### REQUIREMENT
Your job is to copy the lines from the material that include "gear".

### SUPPLIED MATERIAL
--- --- ---

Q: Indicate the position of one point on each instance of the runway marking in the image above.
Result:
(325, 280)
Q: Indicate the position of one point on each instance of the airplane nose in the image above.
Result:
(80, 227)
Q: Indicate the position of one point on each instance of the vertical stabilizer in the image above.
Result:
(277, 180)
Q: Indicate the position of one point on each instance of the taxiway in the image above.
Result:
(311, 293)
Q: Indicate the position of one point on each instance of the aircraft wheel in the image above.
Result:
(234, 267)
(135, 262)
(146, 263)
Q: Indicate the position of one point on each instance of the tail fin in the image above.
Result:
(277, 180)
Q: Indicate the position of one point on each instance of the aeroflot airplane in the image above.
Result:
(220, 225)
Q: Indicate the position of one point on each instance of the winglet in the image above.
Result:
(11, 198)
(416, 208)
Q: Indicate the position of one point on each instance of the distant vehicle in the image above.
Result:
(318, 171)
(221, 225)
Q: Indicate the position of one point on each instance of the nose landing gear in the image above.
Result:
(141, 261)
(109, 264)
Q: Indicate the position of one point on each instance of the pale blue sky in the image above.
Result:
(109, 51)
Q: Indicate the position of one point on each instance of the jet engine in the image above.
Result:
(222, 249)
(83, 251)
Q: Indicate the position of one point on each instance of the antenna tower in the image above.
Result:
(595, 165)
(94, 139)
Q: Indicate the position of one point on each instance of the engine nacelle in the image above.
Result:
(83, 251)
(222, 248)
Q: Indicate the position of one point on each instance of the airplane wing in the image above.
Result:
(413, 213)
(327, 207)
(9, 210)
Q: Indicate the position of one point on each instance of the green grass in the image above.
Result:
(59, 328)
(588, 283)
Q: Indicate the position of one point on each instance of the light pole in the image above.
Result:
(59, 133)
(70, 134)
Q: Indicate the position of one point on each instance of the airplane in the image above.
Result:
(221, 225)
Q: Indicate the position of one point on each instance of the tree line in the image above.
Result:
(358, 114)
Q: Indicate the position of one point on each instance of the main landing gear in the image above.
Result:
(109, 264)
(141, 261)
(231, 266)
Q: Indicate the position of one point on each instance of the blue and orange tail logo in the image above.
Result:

--- --- ---

### OUTPUT BELOW
Q: Indicate the position of one point on each instance of the nose landing gear in the image above.
Q: Indicate the position of one point on each instance of the main landing gear in the image above.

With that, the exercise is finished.